§ **Task to complete**
In the forum thread about chefs who don't like food, why did the writer start making candies and tartlets for the store? Please answer in one to three sentences.
-------- Document
# Chefs who don't like food...



## momandchef (Dec 15, 2010)

I have been struggling with this for a few months. I have been working at this restaurant with another chef since Nov. of last year. She is a riddle wrapped in an enigma. She has been working as a chef in the restaurant for about a year, however she says that she is not a chef. There is literally NOTHING on the menu that she likes or will eat. All but 1 kind of cheese we carry in the cheese cases she hates. She had derogatory names for all of them, I just pray she never said them in front of customers. (One she called "Stinky goat pee".)

I was brought in by the new owner to fill in and to help out with the menu. I (along with the owner) made some changes to the menu, adding some things, taking some things off, etc. She never missed an opportunity to tell me how much she didn't like any of the new dishes, even going so far as to telling me (in front of a customer) that my french onion soup was "disgusting". The owner had asked me to try making some new things (candies, tartlets etc.) for the store (even tho my background is not in pastry/confection) and frankly they have been hugely popular. She had asked this other chef before to and she refused.

I guess my question is, how (or why) would one be a chef when there are so many things that you hate about food?
----------------
-------- Record list
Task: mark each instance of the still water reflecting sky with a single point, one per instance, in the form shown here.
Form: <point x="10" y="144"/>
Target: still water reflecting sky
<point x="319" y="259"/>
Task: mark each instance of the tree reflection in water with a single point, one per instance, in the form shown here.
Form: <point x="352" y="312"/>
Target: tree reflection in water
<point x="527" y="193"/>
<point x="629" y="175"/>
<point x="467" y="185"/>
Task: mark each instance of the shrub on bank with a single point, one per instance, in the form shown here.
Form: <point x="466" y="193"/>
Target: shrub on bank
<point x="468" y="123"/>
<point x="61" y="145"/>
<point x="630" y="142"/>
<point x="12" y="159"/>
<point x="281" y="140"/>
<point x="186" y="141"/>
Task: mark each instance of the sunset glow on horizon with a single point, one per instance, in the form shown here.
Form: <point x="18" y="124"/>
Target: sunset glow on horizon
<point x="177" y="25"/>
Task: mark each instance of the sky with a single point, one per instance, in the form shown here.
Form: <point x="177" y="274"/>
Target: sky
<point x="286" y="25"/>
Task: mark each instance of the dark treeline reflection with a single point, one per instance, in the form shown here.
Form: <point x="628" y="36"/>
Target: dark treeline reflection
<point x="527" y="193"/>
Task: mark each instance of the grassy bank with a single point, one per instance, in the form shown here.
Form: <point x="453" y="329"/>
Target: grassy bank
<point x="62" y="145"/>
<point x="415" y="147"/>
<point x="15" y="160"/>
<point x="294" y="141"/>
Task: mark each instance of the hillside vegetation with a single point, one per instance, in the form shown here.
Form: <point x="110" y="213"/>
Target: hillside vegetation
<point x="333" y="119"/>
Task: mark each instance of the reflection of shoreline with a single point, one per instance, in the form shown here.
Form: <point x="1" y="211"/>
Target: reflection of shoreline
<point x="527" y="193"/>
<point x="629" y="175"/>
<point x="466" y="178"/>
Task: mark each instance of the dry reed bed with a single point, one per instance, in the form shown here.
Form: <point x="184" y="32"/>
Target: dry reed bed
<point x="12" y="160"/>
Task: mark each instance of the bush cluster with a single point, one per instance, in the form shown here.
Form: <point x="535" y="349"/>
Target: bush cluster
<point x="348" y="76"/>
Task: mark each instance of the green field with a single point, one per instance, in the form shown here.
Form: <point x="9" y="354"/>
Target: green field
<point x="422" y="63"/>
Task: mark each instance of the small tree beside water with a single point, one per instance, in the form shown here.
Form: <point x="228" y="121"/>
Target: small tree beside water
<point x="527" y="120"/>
----------------
§ **Written reply**
The owner asked the writer to try making new things such as candies and tartlets for the store, even though the writer's background is not in pastry or confection. The owner had asked the other chef to do this before, and she refused.